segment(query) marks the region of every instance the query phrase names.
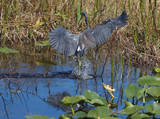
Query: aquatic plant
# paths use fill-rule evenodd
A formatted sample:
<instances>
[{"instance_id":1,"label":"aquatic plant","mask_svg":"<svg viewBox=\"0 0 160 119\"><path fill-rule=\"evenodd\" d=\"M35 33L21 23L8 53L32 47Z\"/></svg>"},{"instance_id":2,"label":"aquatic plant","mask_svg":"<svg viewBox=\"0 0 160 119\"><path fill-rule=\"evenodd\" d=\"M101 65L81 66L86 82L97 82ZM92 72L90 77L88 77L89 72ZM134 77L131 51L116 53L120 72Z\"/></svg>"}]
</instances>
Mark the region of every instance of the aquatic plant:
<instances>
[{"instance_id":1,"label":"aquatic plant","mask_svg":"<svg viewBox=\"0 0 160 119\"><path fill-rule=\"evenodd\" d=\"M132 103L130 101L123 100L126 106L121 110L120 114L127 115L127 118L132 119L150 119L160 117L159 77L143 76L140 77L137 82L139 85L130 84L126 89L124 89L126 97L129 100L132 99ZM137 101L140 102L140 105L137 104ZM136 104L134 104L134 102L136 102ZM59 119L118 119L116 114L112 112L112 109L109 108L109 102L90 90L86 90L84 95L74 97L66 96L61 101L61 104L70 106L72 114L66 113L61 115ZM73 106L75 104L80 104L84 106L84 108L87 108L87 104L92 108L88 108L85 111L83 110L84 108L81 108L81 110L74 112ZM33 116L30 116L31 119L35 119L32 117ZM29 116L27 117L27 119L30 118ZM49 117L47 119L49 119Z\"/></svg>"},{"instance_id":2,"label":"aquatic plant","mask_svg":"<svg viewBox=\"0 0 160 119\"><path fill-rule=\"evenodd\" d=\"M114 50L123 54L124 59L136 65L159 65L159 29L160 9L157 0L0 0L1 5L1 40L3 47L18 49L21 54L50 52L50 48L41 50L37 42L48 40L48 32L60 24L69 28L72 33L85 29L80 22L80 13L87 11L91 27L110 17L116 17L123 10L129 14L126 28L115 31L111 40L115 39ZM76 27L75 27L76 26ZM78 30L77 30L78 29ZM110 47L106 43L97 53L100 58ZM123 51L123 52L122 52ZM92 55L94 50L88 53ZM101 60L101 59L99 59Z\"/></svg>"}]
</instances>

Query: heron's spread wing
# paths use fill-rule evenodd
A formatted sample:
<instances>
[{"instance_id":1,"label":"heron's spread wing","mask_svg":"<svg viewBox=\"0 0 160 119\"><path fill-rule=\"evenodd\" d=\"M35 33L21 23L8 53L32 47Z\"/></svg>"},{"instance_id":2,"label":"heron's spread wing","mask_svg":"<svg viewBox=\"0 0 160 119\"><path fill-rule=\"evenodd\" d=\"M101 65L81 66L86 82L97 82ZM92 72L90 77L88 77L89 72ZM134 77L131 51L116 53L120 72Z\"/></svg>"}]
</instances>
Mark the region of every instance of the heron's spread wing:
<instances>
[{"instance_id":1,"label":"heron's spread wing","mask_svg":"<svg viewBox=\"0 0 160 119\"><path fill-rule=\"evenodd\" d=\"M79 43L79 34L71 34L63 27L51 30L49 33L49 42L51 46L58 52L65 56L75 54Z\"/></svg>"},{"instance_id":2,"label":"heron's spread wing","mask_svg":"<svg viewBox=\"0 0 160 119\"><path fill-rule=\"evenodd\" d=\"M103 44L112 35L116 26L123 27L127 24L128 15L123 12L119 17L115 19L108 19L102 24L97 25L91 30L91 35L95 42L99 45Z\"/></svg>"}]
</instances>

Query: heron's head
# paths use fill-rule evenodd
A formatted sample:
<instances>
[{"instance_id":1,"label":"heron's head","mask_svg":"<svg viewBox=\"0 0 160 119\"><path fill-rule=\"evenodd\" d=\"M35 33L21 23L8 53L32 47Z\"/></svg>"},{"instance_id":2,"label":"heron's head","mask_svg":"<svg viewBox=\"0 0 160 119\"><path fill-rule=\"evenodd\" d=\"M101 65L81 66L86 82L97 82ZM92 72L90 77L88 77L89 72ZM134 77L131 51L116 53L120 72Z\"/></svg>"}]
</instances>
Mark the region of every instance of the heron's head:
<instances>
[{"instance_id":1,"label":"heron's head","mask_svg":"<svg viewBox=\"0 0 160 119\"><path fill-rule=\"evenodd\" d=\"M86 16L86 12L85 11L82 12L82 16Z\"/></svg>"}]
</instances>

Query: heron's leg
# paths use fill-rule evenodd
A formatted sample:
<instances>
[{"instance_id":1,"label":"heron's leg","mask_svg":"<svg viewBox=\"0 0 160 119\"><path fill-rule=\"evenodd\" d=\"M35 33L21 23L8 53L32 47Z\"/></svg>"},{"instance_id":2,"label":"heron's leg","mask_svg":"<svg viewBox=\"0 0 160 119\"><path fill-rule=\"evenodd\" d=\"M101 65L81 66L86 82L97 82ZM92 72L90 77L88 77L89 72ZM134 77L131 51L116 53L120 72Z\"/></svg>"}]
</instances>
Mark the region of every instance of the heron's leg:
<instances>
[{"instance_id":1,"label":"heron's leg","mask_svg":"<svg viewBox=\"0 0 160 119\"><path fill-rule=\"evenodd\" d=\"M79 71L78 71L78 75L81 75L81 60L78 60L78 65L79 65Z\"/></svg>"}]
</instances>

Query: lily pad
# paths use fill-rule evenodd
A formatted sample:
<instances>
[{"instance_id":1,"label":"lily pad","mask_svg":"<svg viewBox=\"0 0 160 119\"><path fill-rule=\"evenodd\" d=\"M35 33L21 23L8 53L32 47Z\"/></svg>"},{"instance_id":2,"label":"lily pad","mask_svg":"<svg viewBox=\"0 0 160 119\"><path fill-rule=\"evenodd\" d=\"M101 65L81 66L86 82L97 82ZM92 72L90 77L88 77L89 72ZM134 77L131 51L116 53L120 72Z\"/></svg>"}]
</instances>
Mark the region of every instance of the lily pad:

=-=-=-=-=

> **Set exercise**:
Copy the entries verbatim, starting at the line containing "Query: heron's leg" and ending with the last line of the entries, both included.

> **Solution to the exercise**:
Query: heron's leg
# paths use fill-rule evenodd
A formatted sample:
<instances>
[{"instance_id":1,"label":"heron's leg","mask_svg":"<svg viewBox=\"0 0 160 119\"><path fill-rule=\"evenodd\" d=\"M35 33L21 23L8 53L32 47Z\"/></svg>"},{"instance_id":2,"label":"heron's leg","mask_svg":"<svg viewBox=\"0 0 160 119\"><path fill-rule=\"evenodd\" d=\"M101 65L81 66L86 82L97 82ZM92 72L90 77L88 77L89 72ZM134 77L131 51L116 53L120 72Z\"/></svg>"}]
</instances>
Mark the region of every instance of the heron's leg:
<instances>
[{"instance_id":1,"label":"heron's leg","mask_svg":"<svg viewBox=\"0 0 160 119\"><path fill-rule=\"evenodd\" d=\"M79 71L78 71L78 75L81 75L81 60L78 60L78 65L79 65Z\"/></svg>"}]
</instances>

Query: lily pad
# paths use fill-rule evenodd
A formatted sample:
<instances>
[{"instance_id":1,"label":"lily pad","mask_svg":"<svg viewBox=\"0 0 160 119\"><path fill-rule=\"evenodd\" d=\"M35 33L21 23L8 53L32 47Z\"/></svg>"},{"instance_id":2,"label":"lily pad","mask_svg":"<svg viewBox=\"0 0 160 119\"><path fill-rule=\"evenodd\" d=\"M101 65L81 66L86 82L97 82ZM92 72L90 77L88 77L89 72ZM134 77L131 51L116 53L120 72Z\"/></svg>"}]
</instances>
Mark the region of every instance of the lily pad:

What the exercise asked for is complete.